#### YOUR GOAL
Can you write out the records below again, switching every "detection box" to "bounding box" and changing nothing else? Omit the pictures from your answer.

(Dataset records)
_ _ _ _
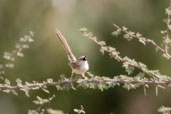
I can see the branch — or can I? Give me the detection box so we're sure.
[28,95,55,114]
[113,24,165,52]
[0,74,171,94]
[158,106,171,114]
[80,28,171,80]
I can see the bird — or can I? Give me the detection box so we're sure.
[56,28,89,79]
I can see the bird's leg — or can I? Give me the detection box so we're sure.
[71,71,74,80]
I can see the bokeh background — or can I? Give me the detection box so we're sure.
[0,0,171,114]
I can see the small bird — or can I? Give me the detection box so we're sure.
[56,29,89,79]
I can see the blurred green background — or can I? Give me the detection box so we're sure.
[0,0,171,114]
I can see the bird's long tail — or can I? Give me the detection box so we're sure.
[56,29,76,62]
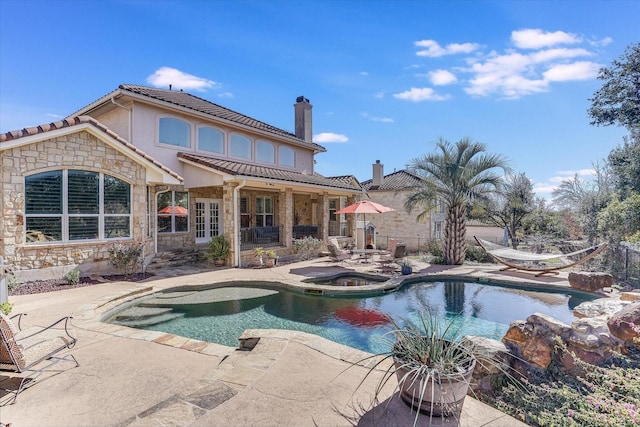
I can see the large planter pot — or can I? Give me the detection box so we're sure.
[394,359,476,417]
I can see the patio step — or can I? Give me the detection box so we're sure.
[112,307,184,328]
[146,249,205,272]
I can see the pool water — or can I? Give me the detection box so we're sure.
[105,281,596,353]
[309,274,388,286]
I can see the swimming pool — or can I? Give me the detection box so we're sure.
[104,281,596,353]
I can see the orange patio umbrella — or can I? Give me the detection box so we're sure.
[336,200,395,247]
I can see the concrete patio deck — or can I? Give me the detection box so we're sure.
[0,259,568,427]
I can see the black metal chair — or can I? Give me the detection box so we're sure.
[0,312,80,403]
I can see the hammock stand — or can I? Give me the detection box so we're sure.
[473,236,607,277]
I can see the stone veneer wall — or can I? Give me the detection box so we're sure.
[360,191,431,251]
[0,131,152,280]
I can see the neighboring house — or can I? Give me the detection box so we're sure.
[359,160,504,251]
[0,85,362,278]
[362,160,433,251]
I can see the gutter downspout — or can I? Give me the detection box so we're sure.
[151,189,171,256]
[111,96,133,140]
[233,179,247,267]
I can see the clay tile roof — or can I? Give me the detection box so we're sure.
[362,169,422,191]
[178,152,362,191]
[0,116,182,181]
[114,84,326,152]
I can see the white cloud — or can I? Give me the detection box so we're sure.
[528,48,592,64]
[393,87,449,102]
[413,40,480,58]
[362,112,393,123]
[428,70,458,86]
[533,169,596,199]
[313,132,349,144]
[542,61,600,82]
[147,67,219,92]
[511,28,582,49]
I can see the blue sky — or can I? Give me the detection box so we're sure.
[0,0,640,201]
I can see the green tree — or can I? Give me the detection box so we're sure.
[405,138,508,265]
[470,172,534,249]
[608,134,640,199]
[551,163,613,244]
[588,43,640,134]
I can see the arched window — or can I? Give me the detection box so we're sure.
[256,141,276,163]
[229,134,251,159]
[158,117,191,147]
[278,145,296,167]
[198,126,224,154]
[25,170,131,243]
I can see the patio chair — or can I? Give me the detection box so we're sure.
[0,312,80,404]
[376,241,407,273]
[327,239,351,262]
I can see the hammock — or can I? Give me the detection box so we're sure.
[473,236,607,277]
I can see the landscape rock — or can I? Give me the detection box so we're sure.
[463,336,511,396]
[607,302,640,343]
[569,271,613,292]
[502,313,571,369]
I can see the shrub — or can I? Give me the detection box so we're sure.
[64,268,80,285]
[465,245,495,264]
[425,240,444,258]
[492,343,640,427]
[7,274,20,292]
[0,301,13,316]
[293,236,322,259]
[109,242,144,279]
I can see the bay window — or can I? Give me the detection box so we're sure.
[25,170,132,243]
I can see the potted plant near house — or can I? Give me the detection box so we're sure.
[361,308,476,426]
[207,234,231,266]
[400,258,413,276]
[264,249,278,267]
[253,247,265,268]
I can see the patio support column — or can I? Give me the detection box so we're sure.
[318,191,329,243]
[345,196,358,243]
[222,182,240,267]
[280,187,294,247]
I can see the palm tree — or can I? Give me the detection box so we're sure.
[404,138,509,265]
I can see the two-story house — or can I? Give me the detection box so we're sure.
[0,85,362,279]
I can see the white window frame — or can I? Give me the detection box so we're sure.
[23,169,133,245]
[158,116,193,149]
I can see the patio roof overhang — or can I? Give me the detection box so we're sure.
[178,153,362,196]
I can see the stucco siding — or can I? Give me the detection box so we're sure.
[360,191,431,251]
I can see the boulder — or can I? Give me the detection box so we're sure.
[569,271,613,292]
[462,336,511,396]
[502,313,571,369]
[607,302,640,344]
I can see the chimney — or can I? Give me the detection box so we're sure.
[372,160,384,187]
[293,96,313,142]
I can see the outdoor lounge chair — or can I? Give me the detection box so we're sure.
[0,312,80,403]
[377,241,407,273]
[473,236,607,277]
[327,239,351,262]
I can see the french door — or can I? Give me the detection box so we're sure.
[196,199,224,243]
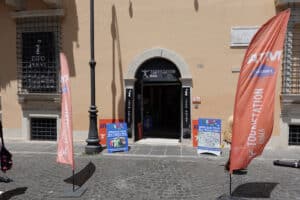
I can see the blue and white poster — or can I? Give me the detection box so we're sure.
[106,123,128,153]
[197,118,221,155]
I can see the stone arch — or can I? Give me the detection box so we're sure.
[124,48,192,88]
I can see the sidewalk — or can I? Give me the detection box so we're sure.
[0,140,300,200]
[6,140,300,160]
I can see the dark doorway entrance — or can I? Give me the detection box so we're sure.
[134,58,182,140]
[142,83,181,139]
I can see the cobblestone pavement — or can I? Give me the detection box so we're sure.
[0,141,300,200]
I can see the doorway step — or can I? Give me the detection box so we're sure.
[135,138,180,146]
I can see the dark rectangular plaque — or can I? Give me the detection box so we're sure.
[182,87,191,138]
[125,89,133,137]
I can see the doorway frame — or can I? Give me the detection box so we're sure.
[124,48,192,141]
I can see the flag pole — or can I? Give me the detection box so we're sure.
[229,172,232,196]
[72,169,75,192]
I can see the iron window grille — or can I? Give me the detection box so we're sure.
[30,118,57,140]
[289,125,300,145]
[17,16,61,94]
[282,7,300,94]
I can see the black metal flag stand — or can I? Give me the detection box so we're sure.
[60,169,87,198]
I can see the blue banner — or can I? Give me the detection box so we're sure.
[197,118,221,155]
[106,123,128,153]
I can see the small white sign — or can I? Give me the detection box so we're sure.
_ _ _ _
#### SOLUTION TO THE PROBLEM
I can see the branch — or can I? Give me the bounding box so we're sure.
[28,95,55,114]
[113,24,165,52]
[0,74,171,94]
[158,106,171,114]
[80,28,171,80]
I can see the bird — or can I? Give me the bounding box so we're sure.
[56,28,89,79]
I can see the bird's leg — or can I? Give me the bounding box so we're sure.
[71,71,74,80]
I can see the bokeh background — or can I? Give me the bounding box so we're sure.
[0,0,171,114]
I can see the small bird — or can I? Give me the bounding box so we're sure.
[56,29,89,79]
I can see the blurred green background — or can I? Give me the bounding box so we're sure.
[0,0,171,114]
I can see the bird's long tail — or can I? Give me the bounding box so we're sure.
[56,29,76,62]
I can see the large planter pot — or can I? Give me the bounding box so we're sure.
[394,359,476,417]
I can see the patio step — or can I? Give me the bounding box so we're sure.
[112,307,184,328]
[146,249,205,272]
I can see the pool water — or can I? Give me the bounding box so we're sure.
[105,281,596,353]
[309,274,388,286]
I can see the swimming pool — or can I? Give me the bounding box so we're sure.
[104,281,596,353]
I can see the orange patio umbrella — or can I? Give me the bounding box so we're sure.
[336,200,395,247]
I can see the concrete patio deck — or can I? Give me the bounding box so we're sure.
[0,259,568,427]
I can see the black metal chair — or can I? Give me the bounding box so we're sure.
[0,312,80,403]
I can see the hammock stand — or can I? Give me the bounding box so we're sure.
[473,236,607,277]
I can see the stone veneer wall — or can I? Give me the bounding box so we're sure.
[360,191,431,251]
[0,131,152,280]
I can see the neighboring house — or can I? Give me the bounding box so we're sure.
[359,160,504,251]
[0,85,362,278]
[362,160,433,251]
I can see the gutter downspout — or can I? Give me the bounding box so we're sure.
[151,189,171,256]
[111,96,133,140]
[233,179,247,267]
I can see the clay tile roof — or can I? Give me the bounding box so we're sure.
[362,169,422,191]
[178,152,362,191]
[0,116,182,181]
[114,84,326,152]
I can see the white cloud — or can I? Give me the bounding box so we're sure.
[528,48,592,64]
[393,87,449,102]
[413,40,480,58]
[362,112,393,123]
[428,70,458,86]
[533,169,596,199]
[313,132,349,144]
[542,61,600,82]
[147,67,219,92]
[511,28,582,49]
I can see the blue sky — or can I? Give me the bounding box so we're sure.
[0,0,640,201]
I can see the green tree — or can I? Give me the bounding box so we're sure.
[405,138,508,265]
[470,172,534,249]
[608,134,640,199]
[551,163,613,244]
[588,43,640,134]
I can see the arched window — or can I? Give me the bounding box so we're sure.
[256,141,276,163]
[229,134,251,159]
[158,117,191,147]
[278,145,296,167]
[198,126,224,154]
[25,170,131,243]
I can see the patio chair — or can I? Give me the bounding box so we're sure.
[0,312,80,404]
[376,241,407,273]
[327,239,351,262]
I can see the hammock — or can I? Give me the bounding box so we're sure.
[473,236,607,277]
I can see the landscape rock — or can I? Give me the bounding box so we're sure.
[463,336,511,396]
[607,302,640,343]
[569,271,613,292]
[502,313,571,369]
I can see the shrub — or can I? Give me the bounding box so we're sure.
[64,268,80,285]
[465,245,495,264]
[425,240,444,258]
[492,343,640,427]
[7,274,20,292]
[0,301,13,316]
[293,236,322,259]
[109,242,144,279]
I can see the bay window — or can I? Give me the bounding box so we're sure.
[25,170,132,243]
I can see the potted plant near house — or can I? Give me the bounding box so we're sure.
[361,308,476,426]
[207,234,231,266]
[400,258,413,276]
[264,249,278,267]
[253,247,265,268]
I can see the patio support column — or can I? Give me the bounding box so we're sure.
[318,191,329,243]
[345,196,358,243]
[222,182,240,267]
[280,187,294,247]
I can see the palm tree — or can I? Give me the bounding box so we're sure.
[404,138,509,265]
I can see the two-story house — or can I? Give me the bounding box so we're sure.
[0,85,362,279]
I can see the white window frame — or can I? Give me the bounding box so we're sure.
[23,169,133,245]
[158,116,193,149]
I can see the patio roof overhang — or can I? Give me the bounding box so we're sure.
[178,153,362,196]
I can see the stucco siding — or can I? Give me the bounding box so we're sure.
[360,191,431,251]
I can see the boulder — or can I? Give me the bounding box so we're sure.
[569,271,613,292]
[462,336,511,396]
[502,313,571,369]
[607,302,640,344]
I can see the chimney — or can I? Give me the bounding box so we're sure.
[372,160,384,187]
[293,96,313,142]
I can see the outdoor lounge chair — or can I? Give me the bounding box so we're sure.
[0,312,80,403]
[377,241,407,273]
[473,236,607,277]
[327,239,351,262]
I can see the french door — or can I? Give me the bounding box so we're sure.
[196,199,224,243]
I can see the blue and white poster — or can I? Give me the bounding box so we're sure.
[106,123,128,153]
[197,118,221,155]
I can see the stone arch — or can I? Give me the bounding box so we're sure.
[124,48,192,88]
I can see the sidewalk — or can I? Give me the bounding box so we're sure.
[0,140,300,200]
[6,140,300,160]
I can see the dark doorway entrance — or can I? Give me the bounding box so we're sure.
[134,58,182,140]
[142,83,181,139]
I can see the cobblestone pavement — or can I? Give me the bounding box so we're sure.
[0,141,300,200]
I can see the doorway step — or can I? Give me the bounding box so we're sure.
[135,138,180,146]
I can see the dark rectangular plaque — or can I? Give me the bounding box so we're sure.
[182,87,191,138]
[125,89,133,137]
I can see the doorway frame — or can I? Give me the bounding box so we're sure.
[124,48,192,141]
I can see the flag pole — or can I? Give me the bounding box so we're sure.
[229,172,232,196]
[72,169,75,192]
I can see the iron window grille — or can I? Give me the bounding box so we're sure.
[30,118,57,140]
[289,125,300,145]
[17,16,61,94]
[282,7,300,94]
I can see the black metal flag stand — or can I? Give me the bounding box so we're sure.
[60,169,87,198]
I can see the blue banner — or can I? Give me the bounding box so we're sure.
[197,118,221,155]
[106,123,128,153]
I can see the small white sign — or can I? Give me the bounding box so we're sure.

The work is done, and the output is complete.